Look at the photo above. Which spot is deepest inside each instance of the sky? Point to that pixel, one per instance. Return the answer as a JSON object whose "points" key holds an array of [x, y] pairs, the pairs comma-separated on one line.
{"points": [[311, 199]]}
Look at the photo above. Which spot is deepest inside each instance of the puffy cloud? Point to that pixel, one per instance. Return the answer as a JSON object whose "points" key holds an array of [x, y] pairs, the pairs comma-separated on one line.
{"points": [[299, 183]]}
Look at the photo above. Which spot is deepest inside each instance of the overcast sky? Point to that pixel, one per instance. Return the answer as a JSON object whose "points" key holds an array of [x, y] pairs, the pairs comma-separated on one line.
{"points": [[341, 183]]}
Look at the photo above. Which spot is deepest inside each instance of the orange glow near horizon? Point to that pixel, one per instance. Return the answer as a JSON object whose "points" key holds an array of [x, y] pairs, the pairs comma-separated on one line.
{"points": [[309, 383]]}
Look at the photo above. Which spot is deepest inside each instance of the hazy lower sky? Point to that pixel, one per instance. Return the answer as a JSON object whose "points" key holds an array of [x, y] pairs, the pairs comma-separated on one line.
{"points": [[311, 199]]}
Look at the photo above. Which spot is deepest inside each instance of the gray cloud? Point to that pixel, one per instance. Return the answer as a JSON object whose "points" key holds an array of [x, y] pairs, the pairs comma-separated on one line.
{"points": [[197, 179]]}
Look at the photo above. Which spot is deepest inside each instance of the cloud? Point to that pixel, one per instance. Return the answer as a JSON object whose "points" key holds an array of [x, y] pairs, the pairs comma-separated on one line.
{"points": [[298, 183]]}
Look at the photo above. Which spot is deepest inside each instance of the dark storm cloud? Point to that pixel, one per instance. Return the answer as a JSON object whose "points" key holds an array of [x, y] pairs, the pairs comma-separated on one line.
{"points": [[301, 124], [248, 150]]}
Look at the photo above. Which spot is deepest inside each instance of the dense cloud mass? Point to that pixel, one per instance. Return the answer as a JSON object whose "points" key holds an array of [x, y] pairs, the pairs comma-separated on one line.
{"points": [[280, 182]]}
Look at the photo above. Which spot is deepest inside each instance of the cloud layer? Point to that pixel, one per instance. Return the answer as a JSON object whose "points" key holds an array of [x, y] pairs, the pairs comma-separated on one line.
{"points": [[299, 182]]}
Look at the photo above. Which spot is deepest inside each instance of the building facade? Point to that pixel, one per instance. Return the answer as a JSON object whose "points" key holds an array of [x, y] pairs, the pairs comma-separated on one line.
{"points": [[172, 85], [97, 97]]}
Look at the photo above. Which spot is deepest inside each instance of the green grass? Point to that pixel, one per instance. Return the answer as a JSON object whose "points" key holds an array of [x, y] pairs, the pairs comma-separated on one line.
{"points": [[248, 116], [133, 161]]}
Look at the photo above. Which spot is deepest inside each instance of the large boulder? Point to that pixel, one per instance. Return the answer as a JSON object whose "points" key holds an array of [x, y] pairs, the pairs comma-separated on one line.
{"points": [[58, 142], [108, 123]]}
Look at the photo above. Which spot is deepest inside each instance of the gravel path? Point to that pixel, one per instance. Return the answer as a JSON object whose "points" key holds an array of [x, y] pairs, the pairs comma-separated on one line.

_ _ _

▶ _What needs to be done_
Copy exactly the lines from the one containing "of the large" through the last line of the records, both included, and nothing else.

▶ _Answer below_
Look at the photo above. Which spot is deepest inside each instance of the large boulder? Point to that pixel, one per instance. Return the answer as a JSON object whose "points" key holds an array of [x, y] pairs, the pairs comma-separated on one line.
{"points": [[58, 142], [108, 123]]}
Look at the photo above. Which spot is deepest inside each instance of the gravel path? Point to that pixel, one per instance. Return the answer as a JSON object whose "points" key holds an array of [x, y] pairs, the pairs comma-separated on one line.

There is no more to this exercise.